*** Reading text ***

Public policy organizations connected with Dunn played a central role in ensuring that the phrase is attached to every single school bond ballot measure in the state, regardless of the bond measure’s actual impact on local taxes.

The phrase, tucked into a 308-page bill in 2019, didn’t make headlines at the time, but those six words have since had an outsize impact on school bond passage rates. According to Dax Gonzalez, director of governmental relations at the Texas Association of School Boards, the phrase is at least partly responsible for the decline in school bond passage rates in subsequent years.

From 2000 to May 2019, about 75% of all school bond proposals passed, according to data from the state’s Bond Review Board. That passage rate has dipped to 64% since November 2019, which bond supporters have attributed to the new ballot language and pandemic-related worries. In elections this past May, that number rebounded to 78%.

“I really do believe that the sole purpose of that language is to decrease the amount of bonds that pass,” said Gonzalez.

Earlier this year, Dunn-backed entities marshaled opposition to attempts favored by public education supporters to give districts more flexibility in the required ballot language in cases where bonds don’t result in tax rate increases. None of the bills made it out of committee.

Dunn has weighed in on local Midland politics before. In 2019, Dunn cast doubts on the Midland school district’s $569 million bond proposal in an op-ed in the local newspaper in which he wondered whether school district officials were “sufficiently committed” to improving the quality of students’ education.

Although officials initially announced the bond had passed on election night, the bond proposal ultimately lost by 26 votes after Midland County election workers discovered a box of unopened ballots weeks after the election.

A few months later, Dunn threw his support behind a sales tax increase for the Midland County Hospital District, explaining in a newspaper column that “high property taxes violate a founding principle of America: private property ownership.”

Sales taxes, Dunn argued, “are the only broad-based, transparent and optional forms of taxation.”

The sales tax increase passed handily in July 2020.

A shift from property taxes to sales taxes at the state level has long been a goal of the various public policy organizations associated with Dunn. According to Texas Comptroller estimates analyzed by the Tribune, sales tax increases cost poor Texans more than wealthier ones, making it a regressive tax.

*** End of Reading text ***

■ **Work to complete**
a: Answer these from the text on Texas school bonds above:
(i) By how many votes did the Midland school district's $569 million bond proposal lose?
(ii) In what month and year did the sales tax increase for the Midland County Hospital District pass?
(iii) What is Dax Gonzalez's job title?
b: Give every school bond passage rate in the text on Texas school bonds, with the period each one covers.

*** Extracted entries ***

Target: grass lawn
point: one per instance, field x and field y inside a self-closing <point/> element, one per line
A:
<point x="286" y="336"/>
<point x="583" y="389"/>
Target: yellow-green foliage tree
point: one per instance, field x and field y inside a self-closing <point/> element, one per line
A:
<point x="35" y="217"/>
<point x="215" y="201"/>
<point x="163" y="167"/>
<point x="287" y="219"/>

*** End of Extracted entries ***
*** Extracted entries ***

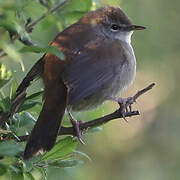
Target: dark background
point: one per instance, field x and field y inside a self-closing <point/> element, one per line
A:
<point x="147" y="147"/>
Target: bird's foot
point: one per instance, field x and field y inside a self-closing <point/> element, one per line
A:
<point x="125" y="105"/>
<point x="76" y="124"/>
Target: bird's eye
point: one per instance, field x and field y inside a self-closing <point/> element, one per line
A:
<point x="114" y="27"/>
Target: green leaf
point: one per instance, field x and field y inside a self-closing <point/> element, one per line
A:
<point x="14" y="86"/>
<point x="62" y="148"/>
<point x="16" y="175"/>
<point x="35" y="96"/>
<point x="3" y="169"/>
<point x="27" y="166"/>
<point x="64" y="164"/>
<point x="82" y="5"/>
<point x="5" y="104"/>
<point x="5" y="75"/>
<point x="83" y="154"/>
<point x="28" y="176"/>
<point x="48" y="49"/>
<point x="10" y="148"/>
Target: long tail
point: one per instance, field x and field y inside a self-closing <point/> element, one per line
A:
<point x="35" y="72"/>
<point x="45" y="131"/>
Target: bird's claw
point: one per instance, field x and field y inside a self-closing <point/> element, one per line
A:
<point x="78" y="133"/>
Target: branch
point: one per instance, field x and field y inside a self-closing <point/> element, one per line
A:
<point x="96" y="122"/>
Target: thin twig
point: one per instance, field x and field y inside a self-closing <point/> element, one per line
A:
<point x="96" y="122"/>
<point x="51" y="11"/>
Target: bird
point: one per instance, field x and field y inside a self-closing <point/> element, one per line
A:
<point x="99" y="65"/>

*** End of Extracted entries ***

■ **List of answers**
a:
(i) 26 votes
(ii) July 2020
(iii) Director of governmental relations at the Texas Association of School Boards

b:
- About 75%: from 2000 to May 2019
- 64%: since November 2019
- 78%: in elections this past May